Фрагмент страницы:
== == ==

Мне сегодня приснилось, что этот кокон пульсировал влажно-голубым крылом заветного слова, которое я хотела услышать, которое в доме что-то хотело услышать.
И вот, кокон прорвался мотыльком пролиловевшего, жаркого звука: сын у моей кровати держит меня за ладонь…
Да, меня любят… но мне кажется, что они думают уже не обо мне, словно меня уже и нет на Земле.
Почему же не едет Синтаро, мой старший? ( взгляд повернулся на невидимый шум дождя за стеной).
Странные, грустные тени мелькают на белых сёдзи страниц..
Что случилось с матерью? Неужели… отравилась?
Она кого-то любила? Вечная тайна женщины… природы.
Чудесный спиритуализм одного эпизода: младший сын, не в силах выдержать муки неизвестности ожидания возле часов, накрапывающих в комнате секунд ( кажется, что крыша протекла и возле влажной стены образовалась голубая лужица тишины, жутковато подступающая к ногам), надевает чужие ботинки и выбегает на улицу, под тихо идущий дождь, на перекрёсток, где может появится… врач или брат: его самого как бы нет; он телом — в доме с матерью, сердцем — с милой Мицу, но его душа, в чужих ботинках — нежно слита с дождём: голубая сирень шагов, расцветших на лужицах асфальта ( голубой асфодель!).

== == ==

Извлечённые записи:
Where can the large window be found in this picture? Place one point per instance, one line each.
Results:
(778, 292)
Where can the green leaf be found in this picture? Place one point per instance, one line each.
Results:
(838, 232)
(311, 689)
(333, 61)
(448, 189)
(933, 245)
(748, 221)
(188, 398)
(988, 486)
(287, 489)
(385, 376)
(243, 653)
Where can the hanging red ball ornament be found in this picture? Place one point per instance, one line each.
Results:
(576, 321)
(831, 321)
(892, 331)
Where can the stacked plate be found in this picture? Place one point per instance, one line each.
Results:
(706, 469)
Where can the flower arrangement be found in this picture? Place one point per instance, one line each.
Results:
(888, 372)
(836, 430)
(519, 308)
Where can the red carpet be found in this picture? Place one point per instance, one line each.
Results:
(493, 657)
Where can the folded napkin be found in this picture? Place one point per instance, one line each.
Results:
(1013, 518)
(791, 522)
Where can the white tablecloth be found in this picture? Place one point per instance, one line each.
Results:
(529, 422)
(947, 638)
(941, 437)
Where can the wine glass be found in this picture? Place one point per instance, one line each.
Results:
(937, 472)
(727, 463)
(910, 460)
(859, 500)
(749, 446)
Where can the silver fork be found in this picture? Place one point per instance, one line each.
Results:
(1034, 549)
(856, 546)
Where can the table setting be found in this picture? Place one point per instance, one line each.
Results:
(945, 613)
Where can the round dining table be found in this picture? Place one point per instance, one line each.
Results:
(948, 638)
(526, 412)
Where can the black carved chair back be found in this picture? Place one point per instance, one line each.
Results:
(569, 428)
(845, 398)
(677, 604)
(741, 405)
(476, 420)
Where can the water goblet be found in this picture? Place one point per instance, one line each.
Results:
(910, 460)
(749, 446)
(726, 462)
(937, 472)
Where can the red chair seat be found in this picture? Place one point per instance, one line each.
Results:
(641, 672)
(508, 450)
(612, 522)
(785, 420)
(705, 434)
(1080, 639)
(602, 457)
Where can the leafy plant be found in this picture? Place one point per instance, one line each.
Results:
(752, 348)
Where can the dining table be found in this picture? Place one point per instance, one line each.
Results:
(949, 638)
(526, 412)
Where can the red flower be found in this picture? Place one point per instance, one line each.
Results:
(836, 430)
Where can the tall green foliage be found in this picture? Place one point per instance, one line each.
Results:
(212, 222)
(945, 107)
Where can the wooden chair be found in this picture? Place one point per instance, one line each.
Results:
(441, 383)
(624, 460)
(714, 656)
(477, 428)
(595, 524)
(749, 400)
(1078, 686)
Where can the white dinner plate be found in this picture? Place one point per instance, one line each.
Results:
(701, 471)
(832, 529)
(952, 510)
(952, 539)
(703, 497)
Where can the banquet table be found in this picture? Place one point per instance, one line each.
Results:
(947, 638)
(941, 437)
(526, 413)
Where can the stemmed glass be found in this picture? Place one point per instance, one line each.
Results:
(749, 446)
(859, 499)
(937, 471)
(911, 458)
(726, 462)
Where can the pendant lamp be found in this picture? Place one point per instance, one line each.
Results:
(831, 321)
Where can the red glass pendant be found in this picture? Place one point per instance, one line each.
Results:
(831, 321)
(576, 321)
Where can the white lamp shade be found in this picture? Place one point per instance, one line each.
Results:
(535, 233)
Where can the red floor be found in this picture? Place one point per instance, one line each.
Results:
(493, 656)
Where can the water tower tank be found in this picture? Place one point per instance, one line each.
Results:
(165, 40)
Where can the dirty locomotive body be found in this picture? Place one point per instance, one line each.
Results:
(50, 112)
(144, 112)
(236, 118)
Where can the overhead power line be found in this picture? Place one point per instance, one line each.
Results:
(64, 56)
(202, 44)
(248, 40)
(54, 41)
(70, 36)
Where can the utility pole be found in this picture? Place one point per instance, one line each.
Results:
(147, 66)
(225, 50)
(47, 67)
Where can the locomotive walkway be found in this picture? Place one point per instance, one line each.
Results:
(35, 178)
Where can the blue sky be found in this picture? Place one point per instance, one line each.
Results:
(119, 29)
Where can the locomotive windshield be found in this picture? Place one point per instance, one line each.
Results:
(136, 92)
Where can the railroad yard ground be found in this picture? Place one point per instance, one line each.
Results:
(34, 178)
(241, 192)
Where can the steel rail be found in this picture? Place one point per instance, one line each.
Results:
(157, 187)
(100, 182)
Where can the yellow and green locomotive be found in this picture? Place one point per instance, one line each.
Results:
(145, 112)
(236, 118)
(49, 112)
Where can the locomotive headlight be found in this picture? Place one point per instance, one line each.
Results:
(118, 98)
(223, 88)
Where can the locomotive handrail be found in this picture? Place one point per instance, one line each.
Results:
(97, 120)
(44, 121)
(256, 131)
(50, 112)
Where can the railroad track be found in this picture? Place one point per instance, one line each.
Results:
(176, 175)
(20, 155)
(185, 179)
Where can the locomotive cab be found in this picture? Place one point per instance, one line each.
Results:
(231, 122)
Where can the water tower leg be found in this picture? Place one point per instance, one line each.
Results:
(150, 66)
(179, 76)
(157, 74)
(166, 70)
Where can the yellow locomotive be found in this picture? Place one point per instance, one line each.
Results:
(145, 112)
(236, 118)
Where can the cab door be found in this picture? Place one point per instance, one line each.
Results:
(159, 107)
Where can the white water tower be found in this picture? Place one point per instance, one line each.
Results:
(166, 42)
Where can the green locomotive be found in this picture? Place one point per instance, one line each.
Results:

== == ==

Цель задания:
Продолжите отрывок о больной матери и её сыновьях, начав сразу после его последнего предложения. Приведённые позиции представляют собой самостоятельный материал, отдельный от фрагмента страницы.

Ответ на задачу:
Важный эпизод из прошлого братьев, являющийся как бы стеблем воспоминания, зацветшего сиренью шагов:
Брат, шагавший по краю тротуара, сорвал с ивы листок и лишь тогда ответил:
— Если даже мама умрет, мне ни капельки не будет ее жаль!
— Брось врать, — возмутился Ёити. — Как можно так говорить!
— Я не вру. — Голос брата неожиданно дрогнул от волнения. — Ты много читаешь. Поэтому должен знать, что есть на свете люди, подобные мне. Они действительно странные.
Но так ли это? Порою холодок внутренней боли обжигает сильнее горячего сердца.
Когда в муках умирала мать вроде бы холодного с виду Фета, она просила его… убить себя.
Это были муки ада для поэта: он не мог больше видеть мучения матери, но и убить её не решался.
В его голове уже зрели мрачные мысли: убить мать, а потом… и себя, упав на её постель, обняв её затихшее тело в последнем и вечном объятии.
Приедет ли Синтаро к умирающей матери?
В этом рассказе — вся боль судьбы и мыслей о матери — Акутагавы.
Его самоубийство, вслед за самоубийством матери… это всё то же желание сына вернуться к матери, и не важно, что их разделяет смерть и грех: пусть не в раю, но в аду, мать с сыном обязательно встретятся и обнимутся навека.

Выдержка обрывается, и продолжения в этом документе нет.